■ What you should do ■
Write each line out again exactly as written.

-- Begin --

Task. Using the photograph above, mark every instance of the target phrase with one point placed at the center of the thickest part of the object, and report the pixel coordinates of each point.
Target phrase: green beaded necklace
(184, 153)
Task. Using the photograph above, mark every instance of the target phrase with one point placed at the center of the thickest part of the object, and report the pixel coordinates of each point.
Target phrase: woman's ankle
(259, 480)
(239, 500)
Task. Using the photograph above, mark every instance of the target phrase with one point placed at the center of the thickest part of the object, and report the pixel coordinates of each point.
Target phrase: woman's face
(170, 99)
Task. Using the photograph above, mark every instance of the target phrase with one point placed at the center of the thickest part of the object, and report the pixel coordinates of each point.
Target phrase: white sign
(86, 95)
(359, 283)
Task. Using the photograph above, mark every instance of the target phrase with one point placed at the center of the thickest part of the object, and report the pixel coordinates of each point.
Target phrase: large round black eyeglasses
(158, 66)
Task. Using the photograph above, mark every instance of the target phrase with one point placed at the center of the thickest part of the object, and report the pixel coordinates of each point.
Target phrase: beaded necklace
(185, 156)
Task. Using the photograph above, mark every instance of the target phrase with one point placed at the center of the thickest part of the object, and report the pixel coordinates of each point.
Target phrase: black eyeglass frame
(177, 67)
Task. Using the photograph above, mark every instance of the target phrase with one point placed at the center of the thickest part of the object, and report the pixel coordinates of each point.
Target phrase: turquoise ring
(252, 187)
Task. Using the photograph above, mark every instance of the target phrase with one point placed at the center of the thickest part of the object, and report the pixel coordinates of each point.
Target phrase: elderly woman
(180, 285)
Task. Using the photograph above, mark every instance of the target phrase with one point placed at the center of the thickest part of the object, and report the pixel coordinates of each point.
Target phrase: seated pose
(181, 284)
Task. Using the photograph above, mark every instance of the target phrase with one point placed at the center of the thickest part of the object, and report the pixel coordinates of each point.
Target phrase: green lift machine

-- End --

■ Task result ■
Task. Using the photograph above, mark every instance of the target phrase with one point placed at the center of the thickest part of the object, and report the pixel coordinates of each point.
Target phrase: green beaded necklace
(184, 153)
Task. Using the photograph above, mark every instance of the target phrase with one point placed at the center of the thickest part of the object, and report the pixel coordinates of each point.
Target phrase: woman's ankle
(259, 480)
(239, 500)
Task. Using the photograph above, mark every instance of the target phrase with one point placed at the center of the thickest part of the object, and report the pixel coordinates of each point.
Target phrase: woman's face
(170, 99)
Task. Using the photograph above, mark every instance of the target phrase with one point placed at the center of the thickest part of the object, and report the pixel coordinates of each point.
Target phrase: white sign
(86, 95)
(359, 283)
Task. Using the photograph above, mark every instance of the target phrase with one point placed at the center of the thickest part of the object, and report the pixel coordinates of each point.
Target phrase: large round black eyeglasses
(158, 66)
Task. Using the photograph above, mark every instance of the target phrase with one point placed at the center of the thickest part of the object, and report the pixel coordinates of each point.
Target phrase: beaded necklace
(185, 156)
Task. Using the photograph above, mark every instance of the target phrase with one point placed at the center of the thickest part of the object, and report the pixel coordinates of each point.
Target phrase: black eyeglass frame
(177, 67)
Task. Using the photograph above, mark every instance of the target phrase with one point placed at the center of the thickest part of the object, and report the pixel coordinates of each point.
Target phrase: turquoise ring
(252, 187)
Task. Using the photograph above, mark every instance of the target phrase with one point placed at the center of the thickest part of the object, and report the pixel coordinates of each point.
Target phrase: elderly woman
(180, 285)
Task. Using the photograph above, mark every instance of the target phrase with one point placed at the center of the thickest part of the object, and report the pixel coordinates of each point.
Target phrase: seated pose
(181, 284)
Task. Using the photograph above, mark every instance of the target phrase with one point placed at the center of the thickest part of the object, and report the pixel coordinates of each point.
Target phrase: green lift machine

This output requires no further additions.